TASK GOAL: Without the pictures, output all of the data exactly.

MATERIAL SUPPLIED:
____

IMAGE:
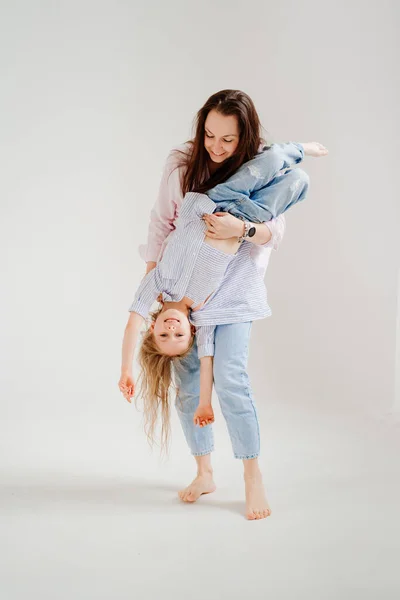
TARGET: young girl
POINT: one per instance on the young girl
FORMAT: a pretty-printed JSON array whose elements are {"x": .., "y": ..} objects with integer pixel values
[
  {"x": 227, "y": 134},
  {"x": 193, "y": 267}
]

____

EXERCISE OUTPUT:
IMAGE:
TARGET: young girl
POINT: one per instance on the young girl
FORMAT: a pretty-printed JSON array whose elements are {"x": .., "y": ..} objects with integer pixel values
[
  {"x": 227, "y": 134},
  {"x": 193, "y": 267}
]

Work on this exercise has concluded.